**EXERCISE DETAILS:**
I'd like the line containing "rough mask: <svg" and each line that follows, through the last line of the material, set down exactly as they are, and no others.

**EXERCISE MATERIALS:**
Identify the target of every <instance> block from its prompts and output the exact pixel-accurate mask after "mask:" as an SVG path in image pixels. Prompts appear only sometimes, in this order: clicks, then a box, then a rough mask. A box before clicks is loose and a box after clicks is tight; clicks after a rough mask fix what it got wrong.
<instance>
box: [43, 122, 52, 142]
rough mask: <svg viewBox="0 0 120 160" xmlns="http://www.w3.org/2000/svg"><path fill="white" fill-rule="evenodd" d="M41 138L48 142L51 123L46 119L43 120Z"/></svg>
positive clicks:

**EXPECTED ANSWER:**
rough mask: <svg viewBox="0 0 120 160" xmlns="http://www.w3.org/2000/svg"><path fill="white" fill-rule="evenodd" d="M41 138L48 142L51 123L46 119L43 120Z"/></svg>
positive clicks:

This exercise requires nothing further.